** Text provided **
— BEGIN —
Strategy 2: Under Budget - Target: 50-70% utilization - Leaves room for ad-hoc context additions - Good for workflows with unpredictable context needs

Strategy 3: Strict Budget - Target: 90-100% utilization - Maximizes information density - Risk: May truncate important low-priority memories

Example Adjustments:

Problem: 45% utilization (under budget)
Solutions:
  - Lower min_confidence selector (0.75 → 0.65)
  - Add more module types
  - Include lower-priority modules

Problem: 105% utilization (over budget)
Solutions:
  - Raise min_confidence selector (0.70 → 0.80)
  - Reduce number of memory types
  - Increase budget limit
  - Remove lower-priority modules

Budget Allocation Across Modules

When composing multiple modules, budget allocation follows priority order.

Example: Three-Module Composition

Budget: 4,000 tokens

Module 1: Architecture Decisions (Priority 95)
— END —
[Outline entries for pictures]
— BEGIN —
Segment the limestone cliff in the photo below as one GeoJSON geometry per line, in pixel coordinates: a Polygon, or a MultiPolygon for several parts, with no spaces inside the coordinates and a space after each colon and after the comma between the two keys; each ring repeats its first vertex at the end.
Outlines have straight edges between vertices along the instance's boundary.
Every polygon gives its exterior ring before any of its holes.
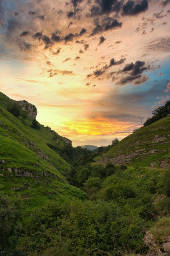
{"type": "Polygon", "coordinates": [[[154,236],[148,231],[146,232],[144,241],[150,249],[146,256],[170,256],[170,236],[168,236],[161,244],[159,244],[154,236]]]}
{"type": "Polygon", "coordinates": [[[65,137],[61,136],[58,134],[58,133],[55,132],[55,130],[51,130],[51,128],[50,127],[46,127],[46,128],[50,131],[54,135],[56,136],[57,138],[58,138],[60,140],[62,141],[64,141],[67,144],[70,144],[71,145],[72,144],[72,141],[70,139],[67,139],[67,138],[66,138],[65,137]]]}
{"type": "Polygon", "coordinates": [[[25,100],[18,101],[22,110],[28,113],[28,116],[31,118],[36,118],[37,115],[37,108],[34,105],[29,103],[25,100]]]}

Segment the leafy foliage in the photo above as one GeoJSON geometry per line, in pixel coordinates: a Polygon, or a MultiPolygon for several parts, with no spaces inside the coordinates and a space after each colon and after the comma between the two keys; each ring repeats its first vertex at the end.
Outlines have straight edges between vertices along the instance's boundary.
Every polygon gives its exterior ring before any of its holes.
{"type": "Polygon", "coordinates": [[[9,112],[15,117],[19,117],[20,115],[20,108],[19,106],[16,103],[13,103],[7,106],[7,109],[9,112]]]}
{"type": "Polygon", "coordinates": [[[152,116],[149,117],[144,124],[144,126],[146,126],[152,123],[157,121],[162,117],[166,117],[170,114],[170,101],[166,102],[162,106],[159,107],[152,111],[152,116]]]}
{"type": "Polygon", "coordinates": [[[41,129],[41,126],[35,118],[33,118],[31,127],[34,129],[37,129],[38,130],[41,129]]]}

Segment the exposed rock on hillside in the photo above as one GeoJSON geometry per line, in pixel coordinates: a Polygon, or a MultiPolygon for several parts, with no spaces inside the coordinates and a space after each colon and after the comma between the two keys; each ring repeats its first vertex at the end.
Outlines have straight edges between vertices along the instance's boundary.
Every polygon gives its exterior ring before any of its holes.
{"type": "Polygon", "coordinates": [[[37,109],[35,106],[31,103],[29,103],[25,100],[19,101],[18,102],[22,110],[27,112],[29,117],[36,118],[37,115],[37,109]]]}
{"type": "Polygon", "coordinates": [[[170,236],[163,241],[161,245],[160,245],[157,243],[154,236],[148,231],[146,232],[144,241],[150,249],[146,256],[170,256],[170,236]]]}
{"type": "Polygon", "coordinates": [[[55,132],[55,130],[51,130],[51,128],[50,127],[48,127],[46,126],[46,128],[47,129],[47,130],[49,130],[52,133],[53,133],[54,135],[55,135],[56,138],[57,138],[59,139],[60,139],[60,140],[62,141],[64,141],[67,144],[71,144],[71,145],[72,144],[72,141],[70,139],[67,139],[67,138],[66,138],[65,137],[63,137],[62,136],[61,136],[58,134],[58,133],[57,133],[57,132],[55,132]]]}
— END —
** Required work **
(A) In one to three sentences, explain why the text on token budgets recommends the Under Budget strategy for workflows with unpredictable context needs.
(B) Extend the text on token budgets, picking up right after its final line.
These lines have no connection to the text on token budgets.

** Answer set **
(A) The Under Budget strategy aims for only 50-70% utilization, which leaves room for ad-hoc context additions. That spare capacity makes it a good fit for workflows whose context needs are hard to predict.

(B)
  - Selects memories until ~1,200 tokens used
  - Remaining budget: 2,800 tokens

Module 2: API Development (Priority 80)
  - Selects memories until ~1,500 tokens used
  - Remaining budget: 1,300 tokens

Module 3: Common Gotchas (Priority 50)
  - Selects memories until ~1,300 tokens used
  - Remaining budget: 0 tokens

Result:
  - Module 1: 1,200 tokens (30%)
  - Module 2: 1,500 tokens (37.5%)
  - Module 3: 1,300 tokens (32.5%)
  - Total: 4,000 tokens (100%)

Uneven Allocation: If a high-priority module exhausts the budget:

Budget: 4,000 tokens

Module 1: All Memories (Priority 100, no filters)
  - Selects memories until 4,000 tokens used
  - Remaining budget: 0 tokens

Module 2: Never Processed
Module 3: Never Processed

Result: Only Module 1 included

Tip: Use selective filters and appropriate priorities to ensure balanced allocation.

Best Practices

Start Small, Iterate

Begin with simple modules and refine based on actual usage.

Phase 1: Basic Modules

Create:
  - Architecture Decisions (types: decision, min_confidence: 0.85)
  - Common Gotchas (types: gotcha, min_confidence: 0.70)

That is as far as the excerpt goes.